### DATA IN THIS EXERCISE
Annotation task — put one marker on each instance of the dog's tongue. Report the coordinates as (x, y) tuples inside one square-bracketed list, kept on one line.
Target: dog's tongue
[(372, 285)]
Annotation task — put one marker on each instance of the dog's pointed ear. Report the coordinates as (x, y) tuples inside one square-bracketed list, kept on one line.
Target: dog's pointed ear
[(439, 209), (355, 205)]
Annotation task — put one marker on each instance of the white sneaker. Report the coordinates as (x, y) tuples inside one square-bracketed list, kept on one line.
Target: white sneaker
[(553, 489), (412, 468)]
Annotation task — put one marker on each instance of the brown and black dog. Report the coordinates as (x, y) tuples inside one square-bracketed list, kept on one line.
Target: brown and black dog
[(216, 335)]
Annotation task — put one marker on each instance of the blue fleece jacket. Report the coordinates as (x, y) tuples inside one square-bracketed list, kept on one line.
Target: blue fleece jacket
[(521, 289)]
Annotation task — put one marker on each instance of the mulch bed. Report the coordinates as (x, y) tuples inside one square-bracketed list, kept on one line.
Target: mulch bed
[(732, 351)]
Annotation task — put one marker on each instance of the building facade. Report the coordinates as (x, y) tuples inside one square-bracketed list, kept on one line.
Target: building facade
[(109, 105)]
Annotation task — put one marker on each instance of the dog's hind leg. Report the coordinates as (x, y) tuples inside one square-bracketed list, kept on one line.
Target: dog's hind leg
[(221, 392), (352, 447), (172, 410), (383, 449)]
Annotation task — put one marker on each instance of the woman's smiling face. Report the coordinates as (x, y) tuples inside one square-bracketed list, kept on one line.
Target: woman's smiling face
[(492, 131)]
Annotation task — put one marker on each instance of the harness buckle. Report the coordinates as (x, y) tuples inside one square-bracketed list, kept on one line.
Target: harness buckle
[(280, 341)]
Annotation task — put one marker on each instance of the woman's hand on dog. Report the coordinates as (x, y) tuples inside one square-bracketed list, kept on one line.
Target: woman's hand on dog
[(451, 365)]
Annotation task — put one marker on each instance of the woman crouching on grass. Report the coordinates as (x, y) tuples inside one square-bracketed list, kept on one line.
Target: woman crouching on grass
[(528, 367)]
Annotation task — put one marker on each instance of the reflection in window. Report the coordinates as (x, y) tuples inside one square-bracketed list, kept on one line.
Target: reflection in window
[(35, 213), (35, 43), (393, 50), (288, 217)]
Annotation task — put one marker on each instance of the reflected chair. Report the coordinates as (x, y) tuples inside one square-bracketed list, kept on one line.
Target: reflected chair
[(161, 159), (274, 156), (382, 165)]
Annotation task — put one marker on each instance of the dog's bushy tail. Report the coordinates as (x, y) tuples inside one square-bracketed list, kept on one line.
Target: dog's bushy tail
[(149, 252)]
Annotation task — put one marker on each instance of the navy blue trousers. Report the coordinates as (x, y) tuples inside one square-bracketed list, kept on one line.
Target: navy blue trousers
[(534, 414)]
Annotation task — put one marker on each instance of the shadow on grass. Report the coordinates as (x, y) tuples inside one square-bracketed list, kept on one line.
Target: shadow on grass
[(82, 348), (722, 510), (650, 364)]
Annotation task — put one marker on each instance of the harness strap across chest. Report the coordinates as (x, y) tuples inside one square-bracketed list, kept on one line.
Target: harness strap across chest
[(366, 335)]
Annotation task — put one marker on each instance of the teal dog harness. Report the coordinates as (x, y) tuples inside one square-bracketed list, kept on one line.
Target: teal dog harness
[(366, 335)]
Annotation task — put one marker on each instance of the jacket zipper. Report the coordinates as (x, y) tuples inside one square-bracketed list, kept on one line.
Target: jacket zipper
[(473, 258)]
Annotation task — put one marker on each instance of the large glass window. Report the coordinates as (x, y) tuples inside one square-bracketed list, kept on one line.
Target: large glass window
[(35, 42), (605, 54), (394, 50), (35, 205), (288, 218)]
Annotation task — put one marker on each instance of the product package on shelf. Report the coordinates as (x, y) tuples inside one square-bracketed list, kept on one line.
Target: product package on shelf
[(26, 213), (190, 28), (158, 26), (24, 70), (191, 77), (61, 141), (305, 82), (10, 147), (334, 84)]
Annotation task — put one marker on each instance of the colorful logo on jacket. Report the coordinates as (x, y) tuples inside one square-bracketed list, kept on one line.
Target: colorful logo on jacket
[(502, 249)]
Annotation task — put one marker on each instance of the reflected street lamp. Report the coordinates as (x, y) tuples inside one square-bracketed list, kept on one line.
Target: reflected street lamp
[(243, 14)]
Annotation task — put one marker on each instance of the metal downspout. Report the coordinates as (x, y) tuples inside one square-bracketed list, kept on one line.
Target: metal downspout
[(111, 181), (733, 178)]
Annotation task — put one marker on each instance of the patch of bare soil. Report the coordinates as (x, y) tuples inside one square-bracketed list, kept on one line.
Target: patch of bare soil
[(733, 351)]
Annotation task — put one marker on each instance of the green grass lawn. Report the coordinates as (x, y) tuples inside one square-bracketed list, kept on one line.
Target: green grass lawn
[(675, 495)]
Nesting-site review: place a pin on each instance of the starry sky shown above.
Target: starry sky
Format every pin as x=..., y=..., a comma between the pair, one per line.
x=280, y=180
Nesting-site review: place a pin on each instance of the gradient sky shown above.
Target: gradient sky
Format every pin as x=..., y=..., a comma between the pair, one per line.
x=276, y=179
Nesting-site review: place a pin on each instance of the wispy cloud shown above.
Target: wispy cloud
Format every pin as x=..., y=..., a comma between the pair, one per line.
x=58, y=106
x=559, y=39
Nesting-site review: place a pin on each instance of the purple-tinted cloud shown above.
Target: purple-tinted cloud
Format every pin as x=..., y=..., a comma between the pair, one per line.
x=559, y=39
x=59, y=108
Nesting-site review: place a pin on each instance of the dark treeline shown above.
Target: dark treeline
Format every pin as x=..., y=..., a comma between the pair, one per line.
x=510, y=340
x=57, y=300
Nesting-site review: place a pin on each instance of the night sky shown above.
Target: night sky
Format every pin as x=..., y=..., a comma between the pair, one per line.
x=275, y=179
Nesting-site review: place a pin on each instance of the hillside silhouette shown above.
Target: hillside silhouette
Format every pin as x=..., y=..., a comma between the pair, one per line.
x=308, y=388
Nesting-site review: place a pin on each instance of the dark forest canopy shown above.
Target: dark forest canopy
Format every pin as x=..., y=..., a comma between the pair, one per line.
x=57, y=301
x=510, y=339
######
▶ [WHAT YOU WILL DO] From the material above, gather all lines that include the string "gradient" and copy them.

▶ [RESPONSE BOX]
Nesting-site review: place a pin on each instance of the gradient sky shown above.
Target: gradient sky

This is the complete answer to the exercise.